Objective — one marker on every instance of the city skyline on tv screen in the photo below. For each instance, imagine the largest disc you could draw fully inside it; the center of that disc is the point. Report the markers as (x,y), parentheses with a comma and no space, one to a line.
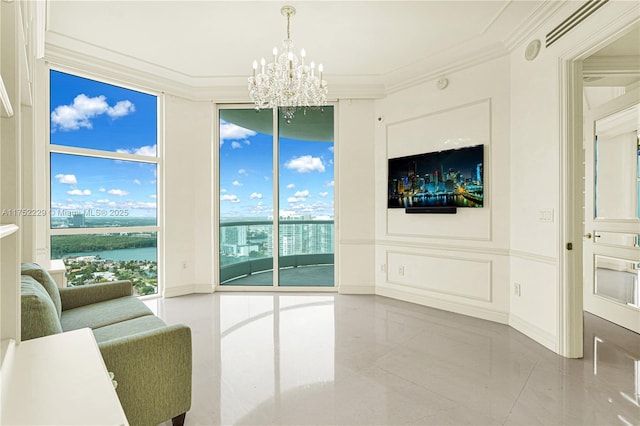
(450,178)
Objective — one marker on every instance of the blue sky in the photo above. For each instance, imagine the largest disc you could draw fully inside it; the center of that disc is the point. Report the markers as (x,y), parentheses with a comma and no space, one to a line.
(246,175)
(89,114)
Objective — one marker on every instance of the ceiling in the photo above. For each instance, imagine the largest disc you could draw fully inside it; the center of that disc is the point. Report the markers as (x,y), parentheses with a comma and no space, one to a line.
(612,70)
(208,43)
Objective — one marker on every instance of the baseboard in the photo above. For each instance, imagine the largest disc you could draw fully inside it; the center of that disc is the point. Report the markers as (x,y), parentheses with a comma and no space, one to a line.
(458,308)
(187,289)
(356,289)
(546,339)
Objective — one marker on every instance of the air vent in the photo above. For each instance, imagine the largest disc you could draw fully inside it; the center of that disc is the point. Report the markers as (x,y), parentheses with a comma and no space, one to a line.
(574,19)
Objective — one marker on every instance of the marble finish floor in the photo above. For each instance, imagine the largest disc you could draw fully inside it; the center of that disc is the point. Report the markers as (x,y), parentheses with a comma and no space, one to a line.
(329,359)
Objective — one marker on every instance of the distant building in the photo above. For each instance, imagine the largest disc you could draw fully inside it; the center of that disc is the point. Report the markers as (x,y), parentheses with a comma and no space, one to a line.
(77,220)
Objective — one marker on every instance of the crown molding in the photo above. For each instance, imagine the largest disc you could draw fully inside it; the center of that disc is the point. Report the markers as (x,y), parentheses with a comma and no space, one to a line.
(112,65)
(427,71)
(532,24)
══════
TO DO: Reproduce without change every line of the entries above, from the one containing "Objective — one marker on every instance of the crown" through the last.

WRITTEN ANSWER:
Objective — one marker on every instance of the crown molding in the photo above. For each instance, imagine the largest disc you could draw fully inside it; the center of that disc is the point. Report the markers as (x,y), parentheses with a comma and no space, one to a line.
(112,65)
(427,71)
(532,24)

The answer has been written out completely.